Copy nothing but the lines below running from the line containing "# sample body: [(64, 279)]" through the line containing "# sample body: [(357, 594)]", both end lines included.
### DATA TO EXAMINE
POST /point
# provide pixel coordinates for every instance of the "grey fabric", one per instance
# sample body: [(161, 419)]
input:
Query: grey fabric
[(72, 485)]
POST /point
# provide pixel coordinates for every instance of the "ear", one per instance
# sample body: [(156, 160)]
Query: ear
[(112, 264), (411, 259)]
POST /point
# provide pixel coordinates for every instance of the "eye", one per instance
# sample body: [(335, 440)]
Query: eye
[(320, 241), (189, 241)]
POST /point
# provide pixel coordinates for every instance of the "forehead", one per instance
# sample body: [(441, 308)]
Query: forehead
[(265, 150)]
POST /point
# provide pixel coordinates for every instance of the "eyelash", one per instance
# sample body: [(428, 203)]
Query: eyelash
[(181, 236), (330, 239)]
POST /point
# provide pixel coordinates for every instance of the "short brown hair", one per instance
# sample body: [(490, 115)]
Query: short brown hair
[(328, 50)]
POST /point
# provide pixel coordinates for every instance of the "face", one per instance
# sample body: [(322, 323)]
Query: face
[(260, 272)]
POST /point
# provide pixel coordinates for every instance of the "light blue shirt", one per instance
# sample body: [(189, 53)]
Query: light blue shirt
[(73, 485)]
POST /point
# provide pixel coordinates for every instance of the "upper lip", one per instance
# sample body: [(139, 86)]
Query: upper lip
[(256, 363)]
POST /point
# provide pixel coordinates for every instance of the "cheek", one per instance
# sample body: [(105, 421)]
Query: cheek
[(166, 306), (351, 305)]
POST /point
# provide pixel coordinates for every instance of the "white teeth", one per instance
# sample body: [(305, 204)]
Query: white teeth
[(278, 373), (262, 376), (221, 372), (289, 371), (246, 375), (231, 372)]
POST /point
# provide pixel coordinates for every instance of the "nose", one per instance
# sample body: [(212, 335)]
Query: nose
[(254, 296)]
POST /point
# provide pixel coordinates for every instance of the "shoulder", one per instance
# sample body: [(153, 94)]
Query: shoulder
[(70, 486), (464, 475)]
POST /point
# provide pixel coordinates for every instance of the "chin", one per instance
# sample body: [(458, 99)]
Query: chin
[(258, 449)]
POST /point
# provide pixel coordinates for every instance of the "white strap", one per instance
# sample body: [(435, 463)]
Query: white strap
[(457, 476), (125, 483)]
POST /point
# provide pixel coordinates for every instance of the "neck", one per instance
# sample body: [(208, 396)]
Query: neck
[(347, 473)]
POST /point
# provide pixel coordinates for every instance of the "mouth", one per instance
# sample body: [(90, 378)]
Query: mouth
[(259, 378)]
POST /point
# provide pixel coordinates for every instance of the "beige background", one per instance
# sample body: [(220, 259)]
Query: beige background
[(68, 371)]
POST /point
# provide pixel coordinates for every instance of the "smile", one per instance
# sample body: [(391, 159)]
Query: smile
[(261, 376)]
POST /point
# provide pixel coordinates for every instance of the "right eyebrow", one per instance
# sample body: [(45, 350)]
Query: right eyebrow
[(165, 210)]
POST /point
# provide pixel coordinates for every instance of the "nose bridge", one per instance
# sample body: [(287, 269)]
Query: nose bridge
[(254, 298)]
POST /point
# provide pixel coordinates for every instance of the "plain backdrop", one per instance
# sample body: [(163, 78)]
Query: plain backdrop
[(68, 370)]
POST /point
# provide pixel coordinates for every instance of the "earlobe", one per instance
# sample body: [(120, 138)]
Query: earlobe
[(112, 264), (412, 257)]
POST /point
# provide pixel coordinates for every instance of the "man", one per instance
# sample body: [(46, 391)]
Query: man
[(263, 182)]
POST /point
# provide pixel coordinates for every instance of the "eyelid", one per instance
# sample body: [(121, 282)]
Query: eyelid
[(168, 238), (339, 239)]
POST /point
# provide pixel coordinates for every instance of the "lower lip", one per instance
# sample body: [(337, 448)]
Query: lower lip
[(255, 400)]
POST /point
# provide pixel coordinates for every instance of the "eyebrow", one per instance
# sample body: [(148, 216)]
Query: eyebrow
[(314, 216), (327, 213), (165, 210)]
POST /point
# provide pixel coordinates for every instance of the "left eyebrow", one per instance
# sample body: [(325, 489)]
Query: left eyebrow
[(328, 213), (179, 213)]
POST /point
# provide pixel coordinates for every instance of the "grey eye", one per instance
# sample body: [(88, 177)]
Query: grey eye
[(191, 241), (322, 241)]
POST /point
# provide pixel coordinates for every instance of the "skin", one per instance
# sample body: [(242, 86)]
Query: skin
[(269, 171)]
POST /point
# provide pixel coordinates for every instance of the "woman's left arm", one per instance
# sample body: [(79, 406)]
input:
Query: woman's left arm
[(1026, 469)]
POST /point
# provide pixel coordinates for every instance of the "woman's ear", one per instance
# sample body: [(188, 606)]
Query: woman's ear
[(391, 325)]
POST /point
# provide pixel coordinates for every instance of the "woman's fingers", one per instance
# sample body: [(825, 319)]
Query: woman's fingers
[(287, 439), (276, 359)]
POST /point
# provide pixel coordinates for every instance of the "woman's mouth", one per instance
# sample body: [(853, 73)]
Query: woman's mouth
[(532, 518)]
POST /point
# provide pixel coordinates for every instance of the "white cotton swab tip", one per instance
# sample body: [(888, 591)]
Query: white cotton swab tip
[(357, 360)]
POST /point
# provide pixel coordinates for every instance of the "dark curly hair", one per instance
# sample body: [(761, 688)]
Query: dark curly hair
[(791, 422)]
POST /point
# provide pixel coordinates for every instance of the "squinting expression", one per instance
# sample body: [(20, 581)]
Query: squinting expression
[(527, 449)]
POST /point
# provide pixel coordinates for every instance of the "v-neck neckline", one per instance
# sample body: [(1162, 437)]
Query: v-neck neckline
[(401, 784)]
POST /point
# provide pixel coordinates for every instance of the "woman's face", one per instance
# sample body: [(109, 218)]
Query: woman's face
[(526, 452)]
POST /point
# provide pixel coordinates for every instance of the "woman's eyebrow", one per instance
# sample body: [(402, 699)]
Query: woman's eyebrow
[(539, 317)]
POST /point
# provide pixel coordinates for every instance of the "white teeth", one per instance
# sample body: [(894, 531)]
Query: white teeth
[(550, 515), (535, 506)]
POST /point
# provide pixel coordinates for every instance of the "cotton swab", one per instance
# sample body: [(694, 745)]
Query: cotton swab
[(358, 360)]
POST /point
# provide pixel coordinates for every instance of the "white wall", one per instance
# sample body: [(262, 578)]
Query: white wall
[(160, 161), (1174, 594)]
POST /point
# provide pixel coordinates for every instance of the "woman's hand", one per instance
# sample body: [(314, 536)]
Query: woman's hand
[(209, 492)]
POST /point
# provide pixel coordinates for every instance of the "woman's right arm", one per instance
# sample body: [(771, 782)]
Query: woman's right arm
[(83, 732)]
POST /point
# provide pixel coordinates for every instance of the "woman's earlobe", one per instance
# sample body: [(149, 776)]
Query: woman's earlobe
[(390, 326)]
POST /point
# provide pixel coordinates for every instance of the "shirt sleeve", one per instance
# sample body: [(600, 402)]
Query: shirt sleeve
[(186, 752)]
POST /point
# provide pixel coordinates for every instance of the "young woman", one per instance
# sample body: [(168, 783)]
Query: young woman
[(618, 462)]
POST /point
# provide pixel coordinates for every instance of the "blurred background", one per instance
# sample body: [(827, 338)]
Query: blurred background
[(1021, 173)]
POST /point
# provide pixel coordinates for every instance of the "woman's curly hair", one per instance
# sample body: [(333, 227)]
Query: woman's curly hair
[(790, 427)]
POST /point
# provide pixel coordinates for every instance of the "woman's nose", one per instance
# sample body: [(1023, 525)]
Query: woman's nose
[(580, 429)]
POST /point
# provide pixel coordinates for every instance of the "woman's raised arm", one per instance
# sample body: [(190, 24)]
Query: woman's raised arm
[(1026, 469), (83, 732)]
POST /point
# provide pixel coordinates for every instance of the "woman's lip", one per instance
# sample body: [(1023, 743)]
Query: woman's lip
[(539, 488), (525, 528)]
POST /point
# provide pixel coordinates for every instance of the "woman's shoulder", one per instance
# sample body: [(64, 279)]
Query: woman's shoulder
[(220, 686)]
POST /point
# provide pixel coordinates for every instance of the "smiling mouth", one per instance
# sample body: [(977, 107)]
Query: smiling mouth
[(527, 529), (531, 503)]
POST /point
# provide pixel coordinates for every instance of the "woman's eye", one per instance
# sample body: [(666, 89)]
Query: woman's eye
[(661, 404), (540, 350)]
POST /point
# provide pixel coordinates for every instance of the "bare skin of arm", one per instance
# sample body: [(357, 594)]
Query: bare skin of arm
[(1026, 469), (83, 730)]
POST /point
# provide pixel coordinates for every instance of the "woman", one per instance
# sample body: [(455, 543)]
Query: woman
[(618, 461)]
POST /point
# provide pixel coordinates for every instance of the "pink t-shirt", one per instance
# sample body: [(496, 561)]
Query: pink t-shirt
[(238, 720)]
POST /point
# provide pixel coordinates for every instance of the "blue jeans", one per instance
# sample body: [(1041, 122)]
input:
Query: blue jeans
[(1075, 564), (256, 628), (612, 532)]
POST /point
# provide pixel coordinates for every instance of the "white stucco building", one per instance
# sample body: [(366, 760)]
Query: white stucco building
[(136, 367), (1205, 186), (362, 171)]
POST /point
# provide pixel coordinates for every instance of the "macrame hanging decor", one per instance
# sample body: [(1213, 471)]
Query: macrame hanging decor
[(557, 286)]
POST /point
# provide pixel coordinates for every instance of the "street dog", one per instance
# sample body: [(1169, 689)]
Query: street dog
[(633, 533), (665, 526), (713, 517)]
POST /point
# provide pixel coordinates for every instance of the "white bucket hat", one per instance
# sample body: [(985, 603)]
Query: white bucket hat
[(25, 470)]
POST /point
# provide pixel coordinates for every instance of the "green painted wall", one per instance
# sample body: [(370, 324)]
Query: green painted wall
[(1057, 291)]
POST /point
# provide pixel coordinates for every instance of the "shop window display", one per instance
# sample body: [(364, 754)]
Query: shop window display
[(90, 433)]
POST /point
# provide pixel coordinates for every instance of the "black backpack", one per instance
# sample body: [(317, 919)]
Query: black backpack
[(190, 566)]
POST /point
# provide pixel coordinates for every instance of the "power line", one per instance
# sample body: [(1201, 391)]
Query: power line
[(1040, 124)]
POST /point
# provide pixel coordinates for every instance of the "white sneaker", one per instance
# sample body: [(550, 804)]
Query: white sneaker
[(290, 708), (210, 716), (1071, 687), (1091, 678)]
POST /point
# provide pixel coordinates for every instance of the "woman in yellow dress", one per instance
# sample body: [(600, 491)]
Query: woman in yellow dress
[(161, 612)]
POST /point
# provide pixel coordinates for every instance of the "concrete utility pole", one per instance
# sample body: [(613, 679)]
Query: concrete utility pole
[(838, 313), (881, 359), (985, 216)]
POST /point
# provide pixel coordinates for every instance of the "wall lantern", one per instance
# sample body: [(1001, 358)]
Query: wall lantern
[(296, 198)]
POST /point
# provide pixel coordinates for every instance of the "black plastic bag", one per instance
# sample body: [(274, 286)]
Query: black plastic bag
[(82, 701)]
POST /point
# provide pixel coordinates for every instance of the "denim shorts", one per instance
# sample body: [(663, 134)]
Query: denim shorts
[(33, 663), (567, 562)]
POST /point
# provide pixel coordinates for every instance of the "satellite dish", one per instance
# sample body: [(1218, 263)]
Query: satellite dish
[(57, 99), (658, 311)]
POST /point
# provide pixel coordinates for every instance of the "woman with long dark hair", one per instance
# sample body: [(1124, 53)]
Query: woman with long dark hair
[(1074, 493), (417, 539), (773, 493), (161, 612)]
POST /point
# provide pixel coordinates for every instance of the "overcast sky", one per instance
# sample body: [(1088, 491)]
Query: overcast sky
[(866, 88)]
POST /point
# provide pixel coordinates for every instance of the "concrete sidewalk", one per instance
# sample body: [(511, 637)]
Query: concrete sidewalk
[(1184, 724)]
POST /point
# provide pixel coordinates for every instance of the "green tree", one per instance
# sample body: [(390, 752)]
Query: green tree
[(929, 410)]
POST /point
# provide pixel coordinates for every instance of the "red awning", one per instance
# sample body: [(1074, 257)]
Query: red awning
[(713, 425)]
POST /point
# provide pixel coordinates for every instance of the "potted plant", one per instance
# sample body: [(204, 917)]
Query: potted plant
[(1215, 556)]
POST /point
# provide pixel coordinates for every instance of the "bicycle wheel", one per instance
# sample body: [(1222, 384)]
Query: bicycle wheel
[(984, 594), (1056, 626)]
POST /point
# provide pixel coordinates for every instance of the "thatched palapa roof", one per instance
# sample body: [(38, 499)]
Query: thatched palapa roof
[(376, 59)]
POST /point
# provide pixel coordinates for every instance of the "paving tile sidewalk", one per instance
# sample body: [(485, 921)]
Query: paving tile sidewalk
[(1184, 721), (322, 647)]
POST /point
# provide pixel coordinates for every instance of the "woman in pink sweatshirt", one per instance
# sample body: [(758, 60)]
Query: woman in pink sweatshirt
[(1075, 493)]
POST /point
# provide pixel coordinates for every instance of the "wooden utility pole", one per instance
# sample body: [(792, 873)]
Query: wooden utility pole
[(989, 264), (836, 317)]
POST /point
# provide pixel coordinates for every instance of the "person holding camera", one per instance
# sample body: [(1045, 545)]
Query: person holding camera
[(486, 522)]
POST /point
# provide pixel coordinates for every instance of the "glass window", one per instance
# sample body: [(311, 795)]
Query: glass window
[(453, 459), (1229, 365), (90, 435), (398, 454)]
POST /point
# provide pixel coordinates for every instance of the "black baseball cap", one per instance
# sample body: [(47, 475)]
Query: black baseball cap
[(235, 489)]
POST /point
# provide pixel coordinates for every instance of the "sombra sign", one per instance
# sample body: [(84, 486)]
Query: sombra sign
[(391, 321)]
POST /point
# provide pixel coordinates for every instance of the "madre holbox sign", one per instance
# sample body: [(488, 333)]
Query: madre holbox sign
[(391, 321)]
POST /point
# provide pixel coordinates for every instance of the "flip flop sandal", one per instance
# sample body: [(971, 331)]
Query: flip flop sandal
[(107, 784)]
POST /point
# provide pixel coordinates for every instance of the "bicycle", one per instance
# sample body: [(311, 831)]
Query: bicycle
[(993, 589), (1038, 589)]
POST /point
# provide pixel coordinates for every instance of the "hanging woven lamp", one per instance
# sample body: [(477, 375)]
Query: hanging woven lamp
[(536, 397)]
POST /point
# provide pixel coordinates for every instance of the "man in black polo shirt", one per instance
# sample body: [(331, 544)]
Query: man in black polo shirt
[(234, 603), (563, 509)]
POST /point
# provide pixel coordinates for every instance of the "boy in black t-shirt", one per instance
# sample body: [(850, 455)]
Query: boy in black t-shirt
######
▸ **ANSWER AREA**:
# sample body: [(64, 279)]
Query: woman's shoulder
[(220, 686)]
POST /point
# provide pixel coordinates for every instance of the "smiling mouth", one per instance
# sample body: [(977, 107)]
Query: smiling mouth
[(527, 529), (531, 503)]
POST /point
# provide pixel coordinates for every instance of the "woman's eye", one per instance
# sample body: [(666, 89)]
Query: woman's eye
[(661, 404), (540, 350)]
POST /point
# provide pixel coordinates for every instance of the "bare skin of arm", one per instance
# sample body: [(357, 594)]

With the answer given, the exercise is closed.